++++ Data to examine ++++

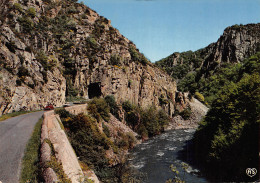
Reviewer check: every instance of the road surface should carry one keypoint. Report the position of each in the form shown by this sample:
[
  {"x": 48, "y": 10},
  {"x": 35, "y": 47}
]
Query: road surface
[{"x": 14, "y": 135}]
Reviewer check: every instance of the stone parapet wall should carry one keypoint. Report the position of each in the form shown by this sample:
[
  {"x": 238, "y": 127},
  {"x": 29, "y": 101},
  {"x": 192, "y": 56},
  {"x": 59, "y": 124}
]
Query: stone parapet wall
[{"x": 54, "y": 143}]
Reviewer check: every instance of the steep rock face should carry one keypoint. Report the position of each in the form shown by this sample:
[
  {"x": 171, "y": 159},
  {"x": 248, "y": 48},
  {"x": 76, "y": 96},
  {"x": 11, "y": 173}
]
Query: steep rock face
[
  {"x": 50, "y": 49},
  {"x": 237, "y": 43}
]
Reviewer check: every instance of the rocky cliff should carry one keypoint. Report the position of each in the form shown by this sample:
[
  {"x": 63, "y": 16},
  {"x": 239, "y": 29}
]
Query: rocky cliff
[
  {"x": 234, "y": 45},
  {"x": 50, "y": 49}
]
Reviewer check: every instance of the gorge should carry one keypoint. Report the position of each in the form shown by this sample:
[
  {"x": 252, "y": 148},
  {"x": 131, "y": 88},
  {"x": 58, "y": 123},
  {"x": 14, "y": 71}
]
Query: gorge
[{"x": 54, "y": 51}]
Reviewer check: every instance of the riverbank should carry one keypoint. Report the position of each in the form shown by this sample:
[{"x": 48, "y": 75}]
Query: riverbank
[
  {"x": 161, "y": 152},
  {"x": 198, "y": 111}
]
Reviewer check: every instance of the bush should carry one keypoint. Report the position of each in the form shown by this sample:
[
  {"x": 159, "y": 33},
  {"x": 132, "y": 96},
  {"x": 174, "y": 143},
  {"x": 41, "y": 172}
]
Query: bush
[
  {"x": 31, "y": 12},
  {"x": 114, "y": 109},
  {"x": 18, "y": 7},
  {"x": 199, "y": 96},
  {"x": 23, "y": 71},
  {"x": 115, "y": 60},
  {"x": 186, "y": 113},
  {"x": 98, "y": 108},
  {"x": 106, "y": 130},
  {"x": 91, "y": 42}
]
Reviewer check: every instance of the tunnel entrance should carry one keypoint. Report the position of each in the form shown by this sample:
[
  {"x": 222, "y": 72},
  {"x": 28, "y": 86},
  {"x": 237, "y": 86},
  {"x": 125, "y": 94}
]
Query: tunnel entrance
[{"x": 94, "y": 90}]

++++

■ Action item
Render the data above verbatim and without pictures.

■ Exercise result
Reviewer check: every instance of the road surface should carry one keypoint. Report the position of each in the form shown by this sample:
[
  {"x": 48, "y": 10},
  {"x": 35, "y": 47}
]
Query: road surface
[{"x": 14, "y": 135}]
Reviewer check: every instance of the stone parapet wall should carry one keypoint. Report the position of each in the form shown by this sample:
[
  {"x": 238, "y": 127},
  {"x": 29, "y": 101},
  {"x": 192, "y": 56},
  {"x": 59, "y": 124}
]
Query: stone parapet wall
[{"x": 54, "y": 143}]
Reviewer check: every instance of the steep rock face should carry one keypoint. Report the position of each in the form shown by this sample:
[
  {"x": 171, "y": 159},
  {"x": 248, "y": 48},
  {"x": 76, "y": 96},
  {"x": 11, "y": 173}
]
Query: steep rock face
[
  {"x": 50, "y": 49},
  {"x": 237, "y": 43}
]
Reviewer check: every instance of the rocky cliff should carry one keypoint. Report the position of each in the form shown by this sample:
[
  {"x": 63, "y": 16},
  {"x": 239, "y": 29}
]
Query: rocky cliff
[
  {"x": 234, "y": 45},
  {"x": 50, "y": 49}
]
Reviewer check: every instance of the gorge should carry one keypoint. Report the position of each in the form shown by this sample:
[
  {"x": 252, "y": 148},
  {"x": 131, "y": 88},
  {"x": 58, "y": 123},
  {"x": 14, "y": 71}
]
Query: gorge
[{"x": 54, "y": 51}]
Reviewer check: every instance of the riverbank should carry one keypoint. Report the position of each in the form shown by this sample:
[{"x": 48, "y": 75}]
Query: riverbank
[
  {"x": 161, "y": 152},
  {"x": 198, "y": 111}
]
Reviewer check: every instance of the bush should carry one keypoint. Report the position of each in the form shown by this sample:
[
  {"x": 159, "y": 33},
  {"x": 132, "y": 96},
  {"x": 174, "y": 143},
  {"x": 41, "y": 172}
]
Query: bush
[
  {"x": 31, "y": 12},
  {"x": 114, "y": 109},
  {"x": 18, "y": 7},
  {"x": 199, "y": 96},
  {"x": 23, "y": 71},
  {"x": 115, "y": 60},
  {"x": 186, "y": 113},
  {"x": 98, "y": 108},
  {"x": 106, "y": 130},
  {"x": 91, "y": 42}
]
Reviewer check: every instance of the tunnel entrance should carry one keypoint. Report the position of each in the form shown by this sample:
[
  {"x": 222, "y": 72},
  {"x": 28, "y": 86},
  {"x": 237, "y": 86},
  {"x": 125, "y": 94}
]
Query: tunnel entrance
[{"x": 94, "y": 90}]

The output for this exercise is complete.